──────── TASK DATA

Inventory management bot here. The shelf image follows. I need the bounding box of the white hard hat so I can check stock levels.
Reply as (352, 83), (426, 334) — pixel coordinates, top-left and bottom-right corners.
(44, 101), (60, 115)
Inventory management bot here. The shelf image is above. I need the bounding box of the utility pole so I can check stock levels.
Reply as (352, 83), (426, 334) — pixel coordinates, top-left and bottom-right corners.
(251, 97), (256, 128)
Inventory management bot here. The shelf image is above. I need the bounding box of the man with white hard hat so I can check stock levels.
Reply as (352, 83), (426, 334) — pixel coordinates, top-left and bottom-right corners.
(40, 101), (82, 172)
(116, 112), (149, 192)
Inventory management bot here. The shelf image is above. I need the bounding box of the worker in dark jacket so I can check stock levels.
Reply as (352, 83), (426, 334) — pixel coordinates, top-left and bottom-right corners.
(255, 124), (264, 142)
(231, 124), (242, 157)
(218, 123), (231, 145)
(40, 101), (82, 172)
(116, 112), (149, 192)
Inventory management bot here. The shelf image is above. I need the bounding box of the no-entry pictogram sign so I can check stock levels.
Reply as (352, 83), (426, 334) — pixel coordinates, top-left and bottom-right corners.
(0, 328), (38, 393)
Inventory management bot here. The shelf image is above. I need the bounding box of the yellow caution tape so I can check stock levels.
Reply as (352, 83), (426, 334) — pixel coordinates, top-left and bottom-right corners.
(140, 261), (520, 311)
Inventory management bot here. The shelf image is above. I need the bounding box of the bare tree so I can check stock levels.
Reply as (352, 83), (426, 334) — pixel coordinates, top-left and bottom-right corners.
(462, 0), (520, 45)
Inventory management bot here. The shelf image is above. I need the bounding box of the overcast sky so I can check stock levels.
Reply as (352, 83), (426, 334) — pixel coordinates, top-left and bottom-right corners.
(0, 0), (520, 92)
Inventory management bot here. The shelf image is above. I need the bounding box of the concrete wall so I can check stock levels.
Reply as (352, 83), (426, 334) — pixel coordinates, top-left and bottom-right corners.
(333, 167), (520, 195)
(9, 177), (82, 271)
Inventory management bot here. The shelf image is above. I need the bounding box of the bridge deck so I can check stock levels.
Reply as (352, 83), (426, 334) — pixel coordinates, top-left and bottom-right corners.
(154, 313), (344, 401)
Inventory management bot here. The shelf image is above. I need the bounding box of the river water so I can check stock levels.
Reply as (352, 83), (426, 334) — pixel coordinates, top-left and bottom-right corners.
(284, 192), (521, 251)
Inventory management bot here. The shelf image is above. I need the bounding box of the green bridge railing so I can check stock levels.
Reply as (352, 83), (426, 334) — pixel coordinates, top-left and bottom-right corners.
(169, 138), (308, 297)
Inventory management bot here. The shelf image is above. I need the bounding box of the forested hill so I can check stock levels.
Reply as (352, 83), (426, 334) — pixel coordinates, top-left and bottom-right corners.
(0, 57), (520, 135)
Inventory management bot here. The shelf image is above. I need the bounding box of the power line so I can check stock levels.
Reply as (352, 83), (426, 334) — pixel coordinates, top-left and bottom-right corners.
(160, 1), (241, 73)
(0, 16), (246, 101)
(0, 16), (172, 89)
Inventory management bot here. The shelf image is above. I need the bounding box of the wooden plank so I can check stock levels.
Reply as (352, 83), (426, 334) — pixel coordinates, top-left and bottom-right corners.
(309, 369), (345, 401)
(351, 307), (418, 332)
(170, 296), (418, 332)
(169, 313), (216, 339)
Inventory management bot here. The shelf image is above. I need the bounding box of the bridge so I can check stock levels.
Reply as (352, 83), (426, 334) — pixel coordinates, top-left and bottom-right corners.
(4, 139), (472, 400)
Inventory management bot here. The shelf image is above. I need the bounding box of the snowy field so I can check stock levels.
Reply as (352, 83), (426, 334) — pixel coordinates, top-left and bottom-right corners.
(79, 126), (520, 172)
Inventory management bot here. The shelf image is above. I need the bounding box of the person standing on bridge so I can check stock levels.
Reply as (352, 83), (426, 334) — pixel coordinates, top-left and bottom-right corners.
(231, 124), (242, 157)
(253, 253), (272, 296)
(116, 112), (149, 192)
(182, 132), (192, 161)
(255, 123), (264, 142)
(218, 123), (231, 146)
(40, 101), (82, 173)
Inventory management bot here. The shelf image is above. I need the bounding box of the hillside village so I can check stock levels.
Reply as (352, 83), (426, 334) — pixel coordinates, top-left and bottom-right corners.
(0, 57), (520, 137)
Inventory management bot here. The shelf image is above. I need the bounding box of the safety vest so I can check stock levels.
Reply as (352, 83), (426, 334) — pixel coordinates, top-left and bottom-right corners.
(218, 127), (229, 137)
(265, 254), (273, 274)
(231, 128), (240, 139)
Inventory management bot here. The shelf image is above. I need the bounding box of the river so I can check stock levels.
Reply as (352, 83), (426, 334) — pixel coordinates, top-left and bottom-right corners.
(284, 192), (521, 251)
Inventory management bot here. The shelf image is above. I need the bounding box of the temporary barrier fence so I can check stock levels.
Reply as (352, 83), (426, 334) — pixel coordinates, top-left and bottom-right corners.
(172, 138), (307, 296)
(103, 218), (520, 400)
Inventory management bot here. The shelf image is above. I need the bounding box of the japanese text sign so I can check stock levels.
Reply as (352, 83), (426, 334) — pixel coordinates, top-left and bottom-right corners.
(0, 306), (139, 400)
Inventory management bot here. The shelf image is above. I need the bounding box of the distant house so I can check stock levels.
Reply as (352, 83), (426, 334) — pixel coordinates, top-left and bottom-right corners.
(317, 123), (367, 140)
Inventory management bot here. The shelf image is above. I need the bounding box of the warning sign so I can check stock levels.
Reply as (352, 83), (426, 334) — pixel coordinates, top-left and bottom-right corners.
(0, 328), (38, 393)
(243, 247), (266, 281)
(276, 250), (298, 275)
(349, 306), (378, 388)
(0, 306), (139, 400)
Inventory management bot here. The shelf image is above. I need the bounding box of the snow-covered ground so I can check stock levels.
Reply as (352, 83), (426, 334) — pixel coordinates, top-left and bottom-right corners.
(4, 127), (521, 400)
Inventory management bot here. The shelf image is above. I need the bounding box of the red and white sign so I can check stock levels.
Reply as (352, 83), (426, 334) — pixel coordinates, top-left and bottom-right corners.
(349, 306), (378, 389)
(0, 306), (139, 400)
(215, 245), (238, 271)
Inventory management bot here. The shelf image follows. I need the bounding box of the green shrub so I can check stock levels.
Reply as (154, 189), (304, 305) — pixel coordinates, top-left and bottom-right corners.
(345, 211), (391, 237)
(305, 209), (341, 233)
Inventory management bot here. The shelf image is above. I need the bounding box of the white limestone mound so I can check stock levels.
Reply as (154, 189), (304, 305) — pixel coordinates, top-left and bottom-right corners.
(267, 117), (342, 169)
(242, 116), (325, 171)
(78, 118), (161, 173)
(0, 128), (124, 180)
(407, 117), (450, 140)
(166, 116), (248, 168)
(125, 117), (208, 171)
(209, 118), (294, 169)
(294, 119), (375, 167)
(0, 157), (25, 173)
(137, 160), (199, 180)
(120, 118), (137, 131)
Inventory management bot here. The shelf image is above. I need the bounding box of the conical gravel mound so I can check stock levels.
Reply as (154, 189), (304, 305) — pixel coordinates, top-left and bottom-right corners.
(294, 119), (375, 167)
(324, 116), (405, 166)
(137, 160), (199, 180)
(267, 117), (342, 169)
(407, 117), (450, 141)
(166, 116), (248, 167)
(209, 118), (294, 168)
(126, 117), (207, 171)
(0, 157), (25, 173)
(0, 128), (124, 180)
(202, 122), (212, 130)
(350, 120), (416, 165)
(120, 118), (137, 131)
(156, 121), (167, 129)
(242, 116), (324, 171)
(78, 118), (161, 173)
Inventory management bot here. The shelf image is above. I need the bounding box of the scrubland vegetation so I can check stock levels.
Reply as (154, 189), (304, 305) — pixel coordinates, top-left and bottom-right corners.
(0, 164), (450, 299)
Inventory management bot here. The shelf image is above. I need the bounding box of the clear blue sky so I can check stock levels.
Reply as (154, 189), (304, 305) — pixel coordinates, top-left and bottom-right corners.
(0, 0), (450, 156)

────────────────

### WHAT THE TASK REQUIRES
Could you copy the listing verbatim, starting at its very first line and ending at the line containing "(251, 97), (256, 128)", both ends included?

### ANSWER IN FULL
Inventory management bot here. The shelf image follows. I need the bounding box of the white hard hat so I can check stock levels.
Reply as (352, 83), (426, 334) — pixel coordinates, top-left and bottom-right corners.
(44, 101), (60, 115)
Inventory management bot here. The shelf image is above. I need the bounding box of the utility pole so I can check stock levels.
Reply as (352, 83), (426, 334) — pixel coordinates, top-left and bottom-right corners.
(251, 97), (256, 128)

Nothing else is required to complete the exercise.